### Task material
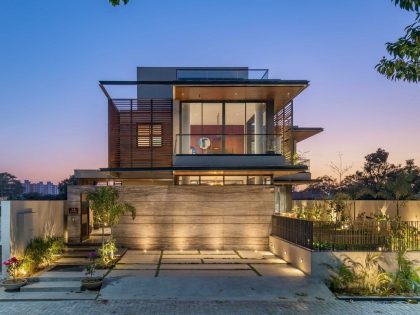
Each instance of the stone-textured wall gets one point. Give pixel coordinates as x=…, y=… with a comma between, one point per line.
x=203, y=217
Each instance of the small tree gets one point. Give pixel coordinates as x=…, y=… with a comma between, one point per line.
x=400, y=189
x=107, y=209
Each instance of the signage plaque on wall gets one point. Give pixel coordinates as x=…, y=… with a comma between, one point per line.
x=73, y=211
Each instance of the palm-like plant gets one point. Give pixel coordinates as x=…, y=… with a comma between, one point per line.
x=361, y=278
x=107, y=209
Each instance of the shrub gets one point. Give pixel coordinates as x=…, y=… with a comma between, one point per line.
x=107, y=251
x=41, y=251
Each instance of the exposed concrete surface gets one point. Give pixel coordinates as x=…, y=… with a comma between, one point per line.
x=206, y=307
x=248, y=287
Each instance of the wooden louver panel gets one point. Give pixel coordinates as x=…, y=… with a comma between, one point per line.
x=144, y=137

--

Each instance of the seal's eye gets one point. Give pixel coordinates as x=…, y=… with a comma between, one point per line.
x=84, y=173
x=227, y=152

...

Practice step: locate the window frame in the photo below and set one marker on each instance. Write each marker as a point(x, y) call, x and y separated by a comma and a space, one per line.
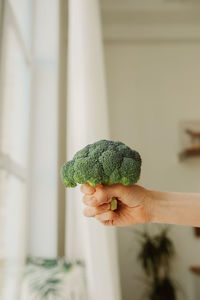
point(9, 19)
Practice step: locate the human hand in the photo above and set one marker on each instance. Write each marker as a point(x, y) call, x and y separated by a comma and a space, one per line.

### What to work on
Rewrite the listing from the line with "Each instance of the stone-textured" to the line with "x=41, y=251", replacing "small tree" with "young tree" and leaving everything else unchanged. Give back only those lines.

### The response
Each instance of the stone-textured wall gets one point. Give pixel coordinates as x=…, y=… with a comma between, one point per line.
x=203, y=217
Each instance of the young tree gets one point. Give pixel coordinates as x=…, y=… with a comma between, one point per line.
x=400, y=189
x=107, y=209
Each instance of the signage plaque on wall gets one point. Give pixel coordinates as x=…, y=… with a comma between, one point per line.
x=73, y=211
Each instance of the palm-like plant gets one point. Give pixel coordinates as x=…, y=… with a comma between, one point per line.
x=361, y=278
x=107, y=209
Each instance of the shrub gets one point. Give pixel coordinates as x=…, y=… with a comma between, one point per line.
x=107, y=251
x=41, y=251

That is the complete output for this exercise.